Start of EXERCISE MATERIALS
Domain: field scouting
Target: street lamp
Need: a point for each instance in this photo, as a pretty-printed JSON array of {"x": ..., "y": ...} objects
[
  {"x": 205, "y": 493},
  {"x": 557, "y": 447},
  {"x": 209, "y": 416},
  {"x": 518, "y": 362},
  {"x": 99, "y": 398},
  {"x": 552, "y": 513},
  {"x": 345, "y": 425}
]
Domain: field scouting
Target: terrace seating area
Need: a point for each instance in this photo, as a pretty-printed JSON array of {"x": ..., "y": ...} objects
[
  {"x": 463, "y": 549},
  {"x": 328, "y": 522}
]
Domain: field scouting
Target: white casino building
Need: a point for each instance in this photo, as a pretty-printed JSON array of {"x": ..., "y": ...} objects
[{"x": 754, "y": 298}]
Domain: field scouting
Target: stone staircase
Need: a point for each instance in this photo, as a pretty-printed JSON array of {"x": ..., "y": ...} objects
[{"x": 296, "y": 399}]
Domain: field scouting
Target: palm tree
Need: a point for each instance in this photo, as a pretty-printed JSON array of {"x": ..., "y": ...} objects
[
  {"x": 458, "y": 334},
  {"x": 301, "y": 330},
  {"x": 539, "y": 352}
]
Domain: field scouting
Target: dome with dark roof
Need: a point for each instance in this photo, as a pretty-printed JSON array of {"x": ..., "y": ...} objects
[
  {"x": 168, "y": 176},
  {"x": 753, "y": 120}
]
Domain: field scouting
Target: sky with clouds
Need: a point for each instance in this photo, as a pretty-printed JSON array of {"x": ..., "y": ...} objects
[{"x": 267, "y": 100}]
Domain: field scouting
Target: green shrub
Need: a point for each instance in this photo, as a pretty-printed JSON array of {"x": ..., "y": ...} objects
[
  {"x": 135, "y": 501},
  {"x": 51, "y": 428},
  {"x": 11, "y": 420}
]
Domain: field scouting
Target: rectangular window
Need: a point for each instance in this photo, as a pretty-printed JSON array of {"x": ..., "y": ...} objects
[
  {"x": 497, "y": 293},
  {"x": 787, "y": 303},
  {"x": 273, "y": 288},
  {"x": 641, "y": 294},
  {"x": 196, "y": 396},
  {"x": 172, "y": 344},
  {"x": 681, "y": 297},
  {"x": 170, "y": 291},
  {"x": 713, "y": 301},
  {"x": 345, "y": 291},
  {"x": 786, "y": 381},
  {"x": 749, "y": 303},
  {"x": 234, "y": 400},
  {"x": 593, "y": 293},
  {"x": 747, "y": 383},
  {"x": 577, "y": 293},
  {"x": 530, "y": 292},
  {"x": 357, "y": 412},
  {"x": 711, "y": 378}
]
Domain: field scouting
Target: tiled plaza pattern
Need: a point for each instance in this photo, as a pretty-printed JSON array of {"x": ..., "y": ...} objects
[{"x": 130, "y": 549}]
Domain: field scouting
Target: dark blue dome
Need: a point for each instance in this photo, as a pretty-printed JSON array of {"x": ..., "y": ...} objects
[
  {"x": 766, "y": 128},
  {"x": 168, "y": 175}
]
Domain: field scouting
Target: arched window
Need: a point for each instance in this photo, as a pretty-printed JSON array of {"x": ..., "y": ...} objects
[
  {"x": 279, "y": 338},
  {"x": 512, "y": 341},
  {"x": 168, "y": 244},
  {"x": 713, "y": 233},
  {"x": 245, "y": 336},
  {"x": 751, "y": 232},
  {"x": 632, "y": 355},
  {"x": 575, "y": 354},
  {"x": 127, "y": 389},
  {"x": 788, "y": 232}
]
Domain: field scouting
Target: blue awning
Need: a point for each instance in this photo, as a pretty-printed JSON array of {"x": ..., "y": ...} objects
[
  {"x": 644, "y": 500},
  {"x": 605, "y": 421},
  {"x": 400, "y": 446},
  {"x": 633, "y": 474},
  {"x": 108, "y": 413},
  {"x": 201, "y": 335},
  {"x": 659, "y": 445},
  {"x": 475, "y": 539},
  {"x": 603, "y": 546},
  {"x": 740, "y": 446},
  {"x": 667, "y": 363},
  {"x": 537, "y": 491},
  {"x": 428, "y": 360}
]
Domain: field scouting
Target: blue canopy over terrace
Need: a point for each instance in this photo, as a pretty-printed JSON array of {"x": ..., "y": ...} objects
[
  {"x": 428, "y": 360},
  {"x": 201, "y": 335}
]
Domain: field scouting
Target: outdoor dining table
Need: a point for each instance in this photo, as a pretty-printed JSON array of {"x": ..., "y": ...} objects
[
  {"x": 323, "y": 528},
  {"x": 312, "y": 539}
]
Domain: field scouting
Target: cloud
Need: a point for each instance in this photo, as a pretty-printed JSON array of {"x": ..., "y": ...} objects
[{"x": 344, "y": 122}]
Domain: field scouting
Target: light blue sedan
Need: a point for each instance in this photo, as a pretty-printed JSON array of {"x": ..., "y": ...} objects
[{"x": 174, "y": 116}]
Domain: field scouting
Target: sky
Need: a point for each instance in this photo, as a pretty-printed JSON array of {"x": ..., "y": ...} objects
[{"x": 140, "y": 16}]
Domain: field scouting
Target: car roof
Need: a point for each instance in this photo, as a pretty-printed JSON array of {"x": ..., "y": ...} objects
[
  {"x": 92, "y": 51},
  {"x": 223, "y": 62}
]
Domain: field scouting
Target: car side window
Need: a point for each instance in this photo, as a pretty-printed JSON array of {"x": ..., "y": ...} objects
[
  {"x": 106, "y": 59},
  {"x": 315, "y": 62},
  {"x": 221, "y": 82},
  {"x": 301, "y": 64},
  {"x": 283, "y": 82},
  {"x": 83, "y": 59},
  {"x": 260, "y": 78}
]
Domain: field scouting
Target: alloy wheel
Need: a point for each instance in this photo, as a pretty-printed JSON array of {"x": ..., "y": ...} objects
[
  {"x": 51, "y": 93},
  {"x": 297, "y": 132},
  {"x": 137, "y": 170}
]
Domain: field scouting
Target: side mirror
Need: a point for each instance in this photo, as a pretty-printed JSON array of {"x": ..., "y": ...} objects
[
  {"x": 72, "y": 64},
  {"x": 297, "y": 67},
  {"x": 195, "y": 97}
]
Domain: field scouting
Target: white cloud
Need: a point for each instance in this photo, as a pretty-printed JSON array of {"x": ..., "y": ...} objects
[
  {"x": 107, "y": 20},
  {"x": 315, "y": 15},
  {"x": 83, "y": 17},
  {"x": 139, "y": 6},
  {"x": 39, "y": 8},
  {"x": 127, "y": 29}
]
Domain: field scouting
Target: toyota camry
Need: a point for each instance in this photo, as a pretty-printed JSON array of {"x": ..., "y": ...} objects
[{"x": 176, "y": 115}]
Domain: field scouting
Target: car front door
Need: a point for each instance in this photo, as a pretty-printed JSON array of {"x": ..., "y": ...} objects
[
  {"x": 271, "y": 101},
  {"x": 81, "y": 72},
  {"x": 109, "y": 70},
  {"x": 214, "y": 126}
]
End of EXERCISE MATERIALS
**INSTRUCTIONS TO FOLLOW:** Extract every line of the records above that contains the string "white", treating case as significant.

**EXERCISE RESPONSE:**
Target: white casino building
Target: white cloud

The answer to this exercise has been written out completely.